> [WHAT THE EXERCISE ASKS]
Copy out the complete listing, word for word.

-- RECORDS TO USE follows --

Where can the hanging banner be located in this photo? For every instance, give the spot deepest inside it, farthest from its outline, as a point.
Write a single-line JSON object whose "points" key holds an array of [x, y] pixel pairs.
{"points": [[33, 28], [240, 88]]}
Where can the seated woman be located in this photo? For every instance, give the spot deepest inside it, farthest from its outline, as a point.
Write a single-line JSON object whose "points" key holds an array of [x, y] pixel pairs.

-- RECORDS TO USE concluded --

> [ANSWER FOR THE TASK]
Where can the hanging banner be located in this photo? For every instance, give the spot deepest inside it, farthest from its outline, as a point.
Write a single-line JSON object whose "points" key holds an array of [x, y] pixel pairs.
{"points": [[33, 28], [240, 88]]}
Where can the seated woman be located in this photo? For every instance, give the spot deepest inside it, farthest from its outline, as a point.
Write a single-line JSON object whose "points" key holds an array of [x, y] pixel pairs.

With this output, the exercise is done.